### Excerpted passage
§

Distance vector routing
- distance = hop count
 - vector = next hop
 - by periodically exchanging distance vectors (DVs) with neighbours, each router knows neighbours' distance to destinations
 - each router uses Bellman-Ford algorithm to refine its own DVs.
- e.g., using neighbour with the shortest distance to a destination as next hop
 - "routing by rumors"

 
 - LS vs DV
- LS has the global topology and information, and each router calculate the ways by themselves
 - DV just trust others, they share the information with each other, each router just knows their neighbours know
 - the result may be same
 - message complexity
- LS: with n nodes & E links, O(nE) messages sent
 - DV: exchange between neighbours only
 
 - speed of convergence
- LS: relatively fast
 - DV: convergence time varies
 
 - robustness
- LS: node can advertise incorrect link cost, but each node computes only its own table
 - DV: node can advertise incorrect path cost, each node's table just trust and use it (error propagation)
 
 
 - RIP (routing information protocol)

§

### Task to carry out
Answer these questions from the notes on distance vector routing:
(a) What does "distance" stand for?
(b) Which algorithm does each router use to refine its own DVs?
(c) With n nodes and E links, how many messages does LS send?
The entries that come after the routing notes are separate material and have no connection to them.

Segmentation data:
§

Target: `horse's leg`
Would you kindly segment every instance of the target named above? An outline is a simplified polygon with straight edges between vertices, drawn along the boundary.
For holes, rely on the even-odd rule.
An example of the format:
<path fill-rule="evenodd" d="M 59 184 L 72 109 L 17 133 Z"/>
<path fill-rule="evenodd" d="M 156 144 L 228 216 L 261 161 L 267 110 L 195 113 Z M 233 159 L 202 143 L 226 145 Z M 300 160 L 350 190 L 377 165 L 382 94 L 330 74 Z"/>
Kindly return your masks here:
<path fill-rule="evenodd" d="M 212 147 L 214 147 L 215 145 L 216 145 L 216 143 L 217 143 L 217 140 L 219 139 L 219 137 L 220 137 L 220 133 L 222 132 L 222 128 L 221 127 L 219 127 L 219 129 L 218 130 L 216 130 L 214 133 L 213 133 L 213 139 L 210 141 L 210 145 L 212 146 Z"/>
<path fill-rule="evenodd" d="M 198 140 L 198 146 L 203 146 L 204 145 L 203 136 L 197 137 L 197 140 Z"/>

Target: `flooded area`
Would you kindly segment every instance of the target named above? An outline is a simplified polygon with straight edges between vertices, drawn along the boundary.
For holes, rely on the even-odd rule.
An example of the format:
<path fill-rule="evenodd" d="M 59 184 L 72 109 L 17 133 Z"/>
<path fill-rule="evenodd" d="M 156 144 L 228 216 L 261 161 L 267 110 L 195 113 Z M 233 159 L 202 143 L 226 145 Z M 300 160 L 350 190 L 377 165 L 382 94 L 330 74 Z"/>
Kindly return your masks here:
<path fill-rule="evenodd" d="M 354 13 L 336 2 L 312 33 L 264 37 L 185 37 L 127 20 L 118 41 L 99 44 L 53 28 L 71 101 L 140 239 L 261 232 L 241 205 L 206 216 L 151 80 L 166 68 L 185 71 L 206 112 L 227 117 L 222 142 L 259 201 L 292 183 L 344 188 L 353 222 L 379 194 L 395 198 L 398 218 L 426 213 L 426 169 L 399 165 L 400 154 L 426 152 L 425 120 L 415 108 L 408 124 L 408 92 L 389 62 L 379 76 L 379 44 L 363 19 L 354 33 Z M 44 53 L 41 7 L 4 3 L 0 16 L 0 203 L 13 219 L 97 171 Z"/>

§

### Output for this task
(a) Hop count.
(b) The Bellman-Ford algorithm.
(c) O(nE) messages.